## What is needed
Reproduce every line of the records below, requests included, adding 53 to each number in the bounding box coordinates and leaving out the pictures.

## Given data
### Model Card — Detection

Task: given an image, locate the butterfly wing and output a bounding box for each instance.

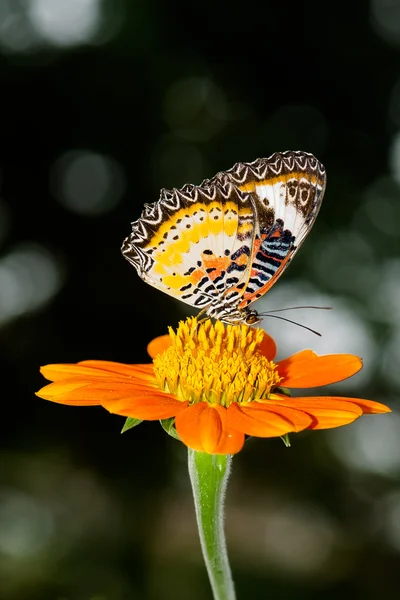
[211,152,326,308]
[122,152,326,318]
[122,180,255,308]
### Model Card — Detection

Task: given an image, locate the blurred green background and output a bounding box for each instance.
[0,0,400,600]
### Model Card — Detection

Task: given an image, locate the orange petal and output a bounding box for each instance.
[175,402,244,454]
[36,377,169,406]
[147,335,171,358]
[258,331,276,360]
[102,392,188,421]
[277,350,362,388]
[40,360,154,381]
[228,401,312,437]
[271,394,363,429]
[36,379,100,406]
[78,360,154,379]
[341,398,392,415]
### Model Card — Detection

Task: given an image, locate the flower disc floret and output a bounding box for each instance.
[154,318,281,407]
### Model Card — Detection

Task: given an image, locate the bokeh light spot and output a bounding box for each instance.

## In response
### Model Card — Detection

Task: given an image, locate the butterfly wing and output a bounding box for each instance.

[264,205,379,361]
[175,205,379,371]
[175,233,308,361]
### Model Card — Detection

Task: given an image, locate the blurred green background and output a bounding box for each instance.
[53,53,453,653]
### Model Card — Detection

Task: given an image, locate the orange petal and output a bounding box for each instance.
[228,455,297,507]
[89,430,222,459]
[200,388,224,411]
[311,384,329,413]
[155,445,241,474]
[330,403,415,441]
[93,413,207,434]
[281,454,365,490]
[324,447,416,482]
[89,432,153,459]
[131,413,207,432]
[394,451,445,468]
### Model Card — Detection

Task: given an image, locate the flower disc floret and output a bounding box for each instance.
[207,371,334,460]
### Model Card — Detection

Task: given an image, locate the bokeh light spot and output a bounding box for each instance.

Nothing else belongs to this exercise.